• **Source information**:
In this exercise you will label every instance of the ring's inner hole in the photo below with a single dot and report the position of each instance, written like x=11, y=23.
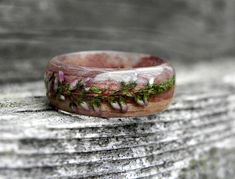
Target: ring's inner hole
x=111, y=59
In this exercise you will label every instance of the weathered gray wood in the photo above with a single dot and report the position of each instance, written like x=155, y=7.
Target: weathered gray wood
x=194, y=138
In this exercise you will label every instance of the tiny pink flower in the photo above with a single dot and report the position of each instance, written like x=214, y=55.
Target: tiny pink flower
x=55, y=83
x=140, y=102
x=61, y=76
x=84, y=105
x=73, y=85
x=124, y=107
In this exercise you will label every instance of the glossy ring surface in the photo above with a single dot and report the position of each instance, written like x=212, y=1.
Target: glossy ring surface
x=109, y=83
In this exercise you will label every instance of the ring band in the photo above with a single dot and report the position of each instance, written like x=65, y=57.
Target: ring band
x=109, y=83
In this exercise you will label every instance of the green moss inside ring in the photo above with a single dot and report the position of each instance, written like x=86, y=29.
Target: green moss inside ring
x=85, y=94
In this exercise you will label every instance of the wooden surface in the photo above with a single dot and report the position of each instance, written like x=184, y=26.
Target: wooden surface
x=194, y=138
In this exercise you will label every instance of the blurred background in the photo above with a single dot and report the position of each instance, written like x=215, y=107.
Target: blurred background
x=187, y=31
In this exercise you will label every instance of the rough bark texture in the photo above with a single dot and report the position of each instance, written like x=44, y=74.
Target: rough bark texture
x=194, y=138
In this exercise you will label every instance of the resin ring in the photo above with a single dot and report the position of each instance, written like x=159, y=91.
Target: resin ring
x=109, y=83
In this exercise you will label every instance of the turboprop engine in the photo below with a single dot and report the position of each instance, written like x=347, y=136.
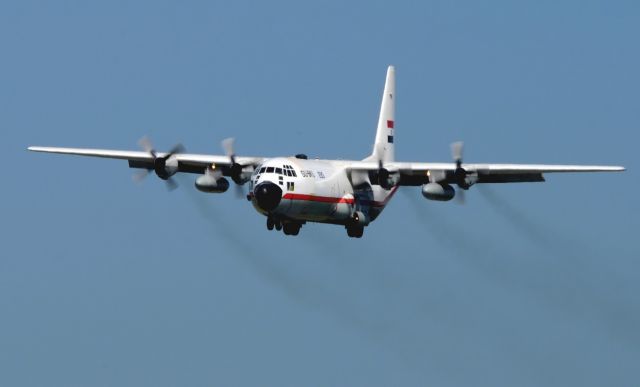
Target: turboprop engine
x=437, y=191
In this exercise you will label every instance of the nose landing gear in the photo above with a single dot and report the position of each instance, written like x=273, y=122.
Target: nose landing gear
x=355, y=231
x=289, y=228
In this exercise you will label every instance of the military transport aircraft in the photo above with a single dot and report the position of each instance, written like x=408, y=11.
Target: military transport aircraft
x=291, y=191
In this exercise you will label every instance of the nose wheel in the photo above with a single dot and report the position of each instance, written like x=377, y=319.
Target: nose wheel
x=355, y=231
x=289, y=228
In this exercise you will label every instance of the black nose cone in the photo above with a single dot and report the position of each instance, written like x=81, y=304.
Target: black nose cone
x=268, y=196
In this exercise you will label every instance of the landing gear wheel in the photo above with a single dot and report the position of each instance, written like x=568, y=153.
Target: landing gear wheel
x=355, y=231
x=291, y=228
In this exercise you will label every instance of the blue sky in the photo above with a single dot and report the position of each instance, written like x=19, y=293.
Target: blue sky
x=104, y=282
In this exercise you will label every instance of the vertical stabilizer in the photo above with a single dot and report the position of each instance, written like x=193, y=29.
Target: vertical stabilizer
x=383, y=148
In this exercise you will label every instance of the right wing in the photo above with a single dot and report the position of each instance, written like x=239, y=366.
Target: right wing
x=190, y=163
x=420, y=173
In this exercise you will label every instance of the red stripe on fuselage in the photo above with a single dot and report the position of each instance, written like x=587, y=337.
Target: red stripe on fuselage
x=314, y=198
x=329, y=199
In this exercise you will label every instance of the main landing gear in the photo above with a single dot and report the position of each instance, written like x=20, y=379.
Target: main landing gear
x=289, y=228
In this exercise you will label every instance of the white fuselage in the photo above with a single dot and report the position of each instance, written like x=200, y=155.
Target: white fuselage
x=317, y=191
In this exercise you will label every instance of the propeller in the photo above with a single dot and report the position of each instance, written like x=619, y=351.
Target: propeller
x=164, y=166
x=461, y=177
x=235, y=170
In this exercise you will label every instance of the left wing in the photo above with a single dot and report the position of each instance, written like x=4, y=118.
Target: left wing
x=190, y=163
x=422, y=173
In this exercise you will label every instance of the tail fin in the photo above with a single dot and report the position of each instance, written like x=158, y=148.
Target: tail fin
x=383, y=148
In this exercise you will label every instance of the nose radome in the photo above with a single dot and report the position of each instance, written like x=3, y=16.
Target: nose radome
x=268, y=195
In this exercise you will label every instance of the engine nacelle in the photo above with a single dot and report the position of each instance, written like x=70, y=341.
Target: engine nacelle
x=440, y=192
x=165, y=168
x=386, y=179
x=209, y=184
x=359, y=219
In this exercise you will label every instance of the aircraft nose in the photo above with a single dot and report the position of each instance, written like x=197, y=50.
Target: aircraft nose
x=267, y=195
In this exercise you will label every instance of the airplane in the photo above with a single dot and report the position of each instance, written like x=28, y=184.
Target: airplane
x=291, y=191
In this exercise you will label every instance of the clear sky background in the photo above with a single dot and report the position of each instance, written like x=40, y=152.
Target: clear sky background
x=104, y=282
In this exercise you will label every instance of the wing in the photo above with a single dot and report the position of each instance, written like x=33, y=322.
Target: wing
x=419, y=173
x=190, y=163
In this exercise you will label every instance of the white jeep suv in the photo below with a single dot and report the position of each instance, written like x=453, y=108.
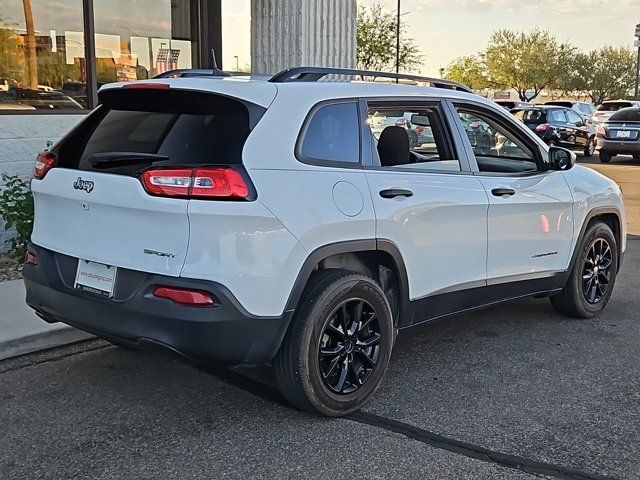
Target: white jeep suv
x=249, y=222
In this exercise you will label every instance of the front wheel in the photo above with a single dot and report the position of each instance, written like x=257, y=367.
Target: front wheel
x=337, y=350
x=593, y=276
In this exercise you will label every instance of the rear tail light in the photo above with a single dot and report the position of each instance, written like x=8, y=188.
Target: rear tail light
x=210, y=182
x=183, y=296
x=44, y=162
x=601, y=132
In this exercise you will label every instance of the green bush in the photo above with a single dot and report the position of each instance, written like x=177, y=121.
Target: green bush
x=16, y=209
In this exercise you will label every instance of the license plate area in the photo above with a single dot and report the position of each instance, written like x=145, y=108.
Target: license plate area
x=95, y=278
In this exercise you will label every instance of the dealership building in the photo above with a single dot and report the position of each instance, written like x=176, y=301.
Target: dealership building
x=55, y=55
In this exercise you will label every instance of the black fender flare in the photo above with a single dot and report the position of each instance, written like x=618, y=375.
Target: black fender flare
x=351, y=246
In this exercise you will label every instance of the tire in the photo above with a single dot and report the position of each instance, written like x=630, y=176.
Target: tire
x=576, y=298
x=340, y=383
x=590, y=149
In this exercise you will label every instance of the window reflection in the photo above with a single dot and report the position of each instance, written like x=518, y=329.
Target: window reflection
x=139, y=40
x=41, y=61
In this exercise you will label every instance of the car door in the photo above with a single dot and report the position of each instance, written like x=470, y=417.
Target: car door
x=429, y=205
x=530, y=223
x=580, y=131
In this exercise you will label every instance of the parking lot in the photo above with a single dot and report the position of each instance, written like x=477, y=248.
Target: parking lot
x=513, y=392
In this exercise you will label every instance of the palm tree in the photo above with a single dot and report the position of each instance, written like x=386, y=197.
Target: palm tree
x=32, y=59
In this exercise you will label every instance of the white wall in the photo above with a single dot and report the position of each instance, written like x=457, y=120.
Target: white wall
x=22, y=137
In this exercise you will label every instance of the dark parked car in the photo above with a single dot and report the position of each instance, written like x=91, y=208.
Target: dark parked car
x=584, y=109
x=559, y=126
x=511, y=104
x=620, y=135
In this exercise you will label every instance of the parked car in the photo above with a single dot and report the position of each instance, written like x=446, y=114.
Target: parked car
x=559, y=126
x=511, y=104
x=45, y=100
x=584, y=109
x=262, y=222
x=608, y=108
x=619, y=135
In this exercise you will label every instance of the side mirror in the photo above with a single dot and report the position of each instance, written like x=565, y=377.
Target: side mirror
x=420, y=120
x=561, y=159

---

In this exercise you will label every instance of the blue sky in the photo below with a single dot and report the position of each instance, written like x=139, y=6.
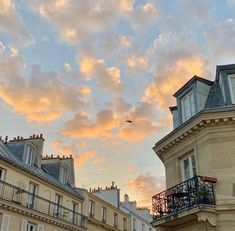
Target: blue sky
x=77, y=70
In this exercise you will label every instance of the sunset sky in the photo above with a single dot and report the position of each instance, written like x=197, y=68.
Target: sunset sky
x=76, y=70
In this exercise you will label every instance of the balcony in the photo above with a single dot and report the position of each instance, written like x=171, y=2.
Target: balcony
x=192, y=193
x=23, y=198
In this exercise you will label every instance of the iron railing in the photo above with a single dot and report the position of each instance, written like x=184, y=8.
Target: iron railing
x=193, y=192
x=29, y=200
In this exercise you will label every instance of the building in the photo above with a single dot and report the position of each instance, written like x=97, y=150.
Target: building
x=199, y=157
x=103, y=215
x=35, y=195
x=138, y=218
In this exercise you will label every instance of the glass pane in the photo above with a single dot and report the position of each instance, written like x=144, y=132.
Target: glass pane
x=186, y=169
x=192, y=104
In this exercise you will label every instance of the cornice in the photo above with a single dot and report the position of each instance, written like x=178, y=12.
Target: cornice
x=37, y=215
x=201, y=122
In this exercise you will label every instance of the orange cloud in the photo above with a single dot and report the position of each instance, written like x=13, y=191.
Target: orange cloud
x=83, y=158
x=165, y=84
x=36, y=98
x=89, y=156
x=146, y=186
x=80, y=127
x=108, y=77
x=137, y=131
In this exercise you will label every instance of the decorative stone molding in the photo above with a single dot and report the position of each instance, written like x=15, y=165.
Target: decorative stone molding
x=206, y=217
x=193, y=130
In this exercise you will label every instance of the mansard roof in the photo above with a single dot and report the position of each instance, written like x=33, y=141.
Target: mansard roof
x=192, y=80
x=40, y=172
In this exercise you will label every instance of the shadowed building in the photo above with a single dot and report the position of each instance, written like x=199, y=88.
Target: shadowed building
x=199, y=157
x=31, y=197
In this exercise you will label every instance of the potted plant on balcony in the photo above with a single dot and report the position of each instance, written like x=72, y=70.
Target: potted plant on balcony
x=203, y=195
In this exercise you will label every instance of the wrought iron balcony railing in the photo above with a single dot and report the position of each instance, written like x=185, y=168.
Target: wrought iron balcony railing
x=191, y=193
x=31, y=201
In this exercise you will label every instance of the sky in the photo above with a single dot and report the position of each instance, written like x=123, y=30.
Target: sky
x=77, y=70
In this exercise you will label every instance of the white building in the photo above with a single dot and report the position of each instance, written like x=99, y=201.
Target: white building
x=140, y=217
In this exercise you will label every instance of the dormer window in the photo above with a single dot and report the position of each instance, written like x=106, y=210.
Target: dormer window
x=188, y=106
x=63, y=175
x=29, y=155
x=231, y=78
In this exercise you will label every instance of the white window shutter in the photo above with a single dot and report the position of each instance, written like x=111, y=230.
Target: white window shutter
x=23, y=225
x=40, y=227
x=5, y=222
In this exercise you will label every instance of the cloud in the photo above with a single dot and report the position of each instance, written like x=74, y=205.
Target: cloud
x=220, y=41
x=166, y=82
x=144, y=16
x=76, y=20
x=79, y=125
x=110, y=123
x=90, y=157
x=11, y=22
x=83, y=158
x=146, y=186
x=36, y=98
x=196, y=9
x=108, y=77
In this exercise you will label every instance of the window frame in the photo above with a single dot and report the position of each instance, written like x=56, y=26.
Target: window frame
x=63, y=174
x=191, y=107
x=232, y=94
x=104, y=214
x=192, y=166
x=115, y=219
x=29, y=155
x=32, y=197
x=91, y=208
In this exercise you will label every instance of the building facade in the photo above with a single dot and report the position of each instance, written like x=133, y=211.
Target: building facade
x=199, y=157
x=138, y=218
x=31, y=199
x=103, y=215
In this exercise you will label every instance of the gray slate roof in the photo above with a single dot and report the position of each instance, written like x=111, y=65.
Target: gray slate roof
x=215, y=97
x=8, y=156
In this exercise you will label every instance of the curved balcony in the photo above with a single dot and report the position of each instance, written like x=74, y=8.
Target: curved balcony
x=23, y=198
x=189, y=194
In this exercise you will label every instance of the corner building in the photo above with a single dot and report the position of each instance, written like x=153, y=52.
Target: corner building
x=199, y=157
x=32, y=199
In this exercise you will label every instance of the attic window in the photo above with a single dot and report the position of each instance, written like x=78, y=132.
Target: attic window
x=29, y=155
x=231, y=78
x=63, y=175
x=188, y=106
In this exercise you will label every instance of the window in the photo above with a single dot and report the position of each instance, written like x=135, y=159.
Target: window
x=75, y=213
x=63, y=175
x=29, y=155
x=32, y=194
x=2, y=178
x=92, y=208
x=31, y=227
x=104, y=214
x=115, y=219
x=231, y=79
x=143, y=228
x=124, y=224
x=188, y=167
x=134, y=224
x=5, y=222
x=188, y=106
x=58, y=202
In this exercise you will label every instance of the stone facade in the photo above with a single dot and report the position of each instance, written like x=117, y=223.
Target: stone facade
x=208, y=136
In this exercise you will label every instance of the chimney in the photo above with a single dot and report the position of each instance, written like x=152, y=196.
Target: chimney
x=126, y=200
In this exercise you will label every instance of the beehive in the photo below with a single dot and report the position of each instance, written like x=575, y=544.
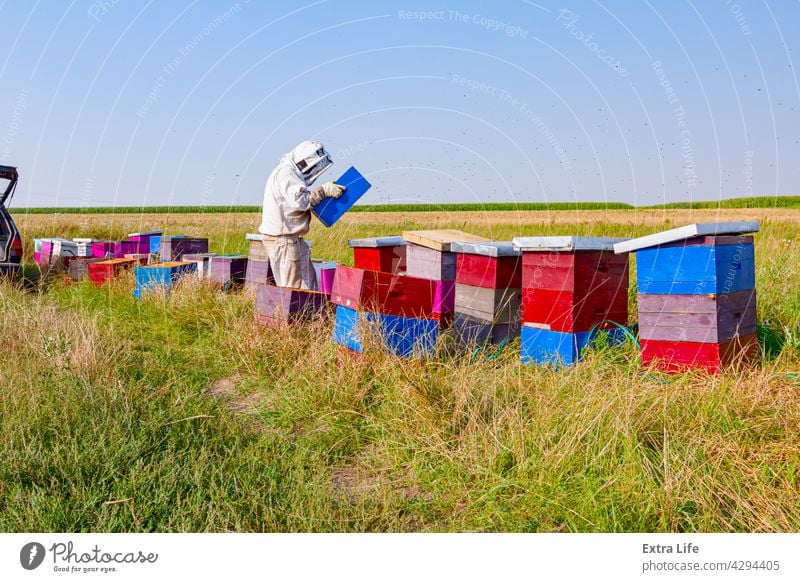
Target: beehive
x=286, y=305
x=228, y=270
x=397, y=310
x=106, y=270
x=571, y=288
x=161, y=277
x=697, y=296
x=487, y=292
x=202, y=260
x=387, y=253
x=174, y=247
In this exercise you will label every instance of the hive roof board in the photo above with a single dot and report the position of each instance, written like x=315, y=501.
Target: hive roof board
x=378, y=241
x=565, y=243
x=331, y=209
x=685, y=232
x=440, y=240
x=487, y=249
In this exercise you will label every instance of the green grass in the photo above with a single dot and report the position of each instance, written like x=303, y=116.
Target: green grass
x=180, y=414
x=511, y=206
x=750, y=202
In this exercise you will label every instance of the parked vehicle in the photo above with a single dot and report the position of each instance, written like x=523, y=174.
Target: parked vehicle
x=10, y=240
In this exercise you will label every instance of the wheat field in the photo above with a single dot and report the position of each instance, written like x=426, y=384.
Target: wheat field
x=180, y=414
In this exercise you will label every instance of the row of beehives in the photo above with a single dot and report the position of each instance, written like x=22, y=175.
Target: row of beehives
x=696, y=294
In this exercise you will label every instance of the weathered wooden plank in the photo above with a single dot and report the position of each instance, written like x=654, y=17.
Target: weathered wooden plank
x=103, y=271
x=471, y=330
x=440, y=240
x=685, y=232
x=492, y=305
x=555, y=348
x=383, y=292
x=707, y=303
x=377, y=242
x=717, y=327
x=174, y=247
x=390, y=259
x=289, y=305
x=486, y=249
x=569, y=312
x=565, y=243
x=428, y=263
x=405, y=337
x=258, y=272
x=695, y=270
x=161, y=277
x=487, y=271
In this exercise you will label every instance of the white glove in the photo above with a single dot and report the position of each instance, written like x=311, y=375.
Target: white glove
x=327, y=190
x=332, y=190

• **Problem description**: Starting at the line containing "In this exercise you will label every instance of the wing" and stopping at the line containing "In this exercise you will label every instance of the front", output every line above exactly, both ends included, with pictures omitted.

• **Response for this exercise**:
In this exercise you will label every instance of the wing in the photo above with a single dot and report the position of each instance, written like x=33, y=322.
Target: wing
x=419, y=173
x=190, y=163
In this exercise you will label every instance of the white jeep suv in the photo below with a single dot and report the position of each instance, written like x=453, y=108.
Target: white jeep suv
x=249, y=222
In this exercise you will label every instance of the front wheel in the photo above with a single dot and report the position of each instance, written like x=257, y=367.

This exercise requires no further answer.